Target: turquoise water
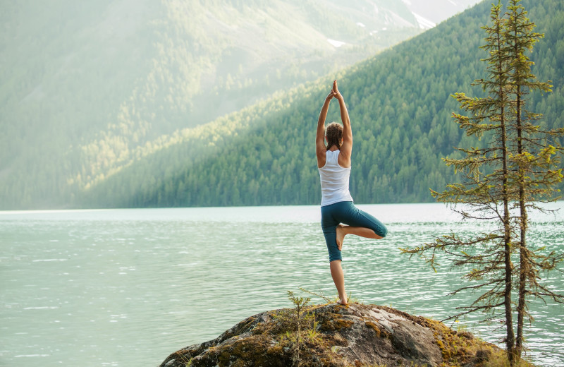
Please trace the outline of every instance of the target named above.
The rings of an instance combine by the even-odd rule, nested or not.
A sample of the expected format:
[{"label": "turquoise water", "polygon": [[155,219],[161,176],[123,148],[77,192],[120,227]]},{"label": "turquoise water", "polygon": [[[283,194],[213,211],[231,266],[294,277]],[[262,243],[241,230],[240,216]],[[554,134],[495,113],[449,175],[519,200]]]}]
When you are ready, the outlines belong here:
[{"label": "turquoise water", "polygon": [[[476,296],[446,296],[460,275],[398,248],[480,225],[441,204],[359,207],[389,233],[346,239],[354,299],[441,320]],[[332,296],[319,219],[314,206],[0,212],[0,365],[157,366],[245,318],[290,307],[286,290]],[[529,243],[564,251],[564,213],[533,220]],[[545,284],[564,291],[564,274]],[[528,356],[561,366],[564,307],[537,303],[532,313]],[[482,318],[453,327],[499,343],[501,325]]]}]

----

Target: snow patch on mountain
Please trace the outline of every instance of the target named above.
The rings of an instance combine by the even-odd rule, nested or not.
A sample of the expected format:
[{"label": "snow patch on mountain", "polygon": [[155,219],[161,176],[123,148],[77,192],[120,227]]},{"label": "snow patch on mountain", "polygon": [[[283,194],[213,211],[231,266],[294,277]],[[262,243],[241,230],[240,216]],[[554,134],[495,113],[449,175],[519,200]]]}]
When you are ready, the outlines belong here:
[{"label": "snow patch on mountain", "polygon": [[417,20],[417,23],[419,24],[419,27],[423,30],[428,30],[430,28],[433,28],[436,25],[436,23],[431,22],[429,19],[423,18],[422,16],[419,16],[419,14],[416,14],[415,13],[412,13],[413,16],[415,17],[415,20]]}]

----

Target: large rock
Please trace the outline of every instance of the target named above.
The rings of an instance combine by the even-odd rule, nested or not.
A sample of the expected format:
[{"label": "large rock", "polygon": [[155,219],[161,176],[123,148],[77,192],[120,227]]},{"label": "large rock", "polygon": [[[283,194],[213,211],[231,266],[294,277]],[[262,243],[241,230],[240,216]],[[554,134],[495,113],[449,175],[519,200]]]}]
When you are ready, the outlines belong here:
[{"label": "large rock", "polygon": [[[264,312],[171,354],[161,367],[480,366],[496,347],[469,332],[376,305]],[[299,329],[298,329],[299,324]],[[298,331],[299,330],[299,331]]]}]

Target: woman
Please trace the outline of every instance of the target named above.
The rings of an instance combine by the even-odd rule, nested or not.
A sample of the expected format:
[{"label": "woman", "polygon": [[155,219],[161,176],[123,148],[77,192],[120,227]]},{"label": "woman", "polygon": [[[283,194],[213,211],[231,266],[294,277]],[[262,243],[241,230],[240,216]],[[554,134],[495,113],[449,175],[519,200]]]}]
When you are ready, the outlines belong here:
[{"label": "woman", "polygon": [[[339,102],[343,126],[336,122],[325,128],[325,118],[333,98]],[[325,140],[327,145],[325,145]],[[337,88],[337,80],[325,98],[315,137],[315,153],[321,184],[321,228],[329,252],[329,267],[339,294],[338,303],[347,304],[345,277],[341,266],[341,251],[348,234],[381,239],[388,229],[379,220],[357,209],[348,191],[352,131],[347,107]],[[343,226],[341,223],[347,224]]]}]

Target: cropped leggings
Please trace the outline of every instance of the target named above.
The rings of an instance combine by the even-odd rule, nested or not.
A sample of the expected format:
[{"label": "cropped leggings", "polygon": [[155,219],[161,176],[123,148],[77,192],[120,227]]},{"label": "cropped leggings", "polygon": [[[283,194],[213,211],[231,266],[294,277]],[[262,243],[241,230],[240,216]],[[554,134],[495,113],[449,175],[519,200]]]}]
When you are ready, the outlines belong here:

----

- _Task requirements_:
Count the lines in the data above that contain the string "patch", treating uppercase and lowercase as different, and reply with the number alone.

- _Answer in full_:
3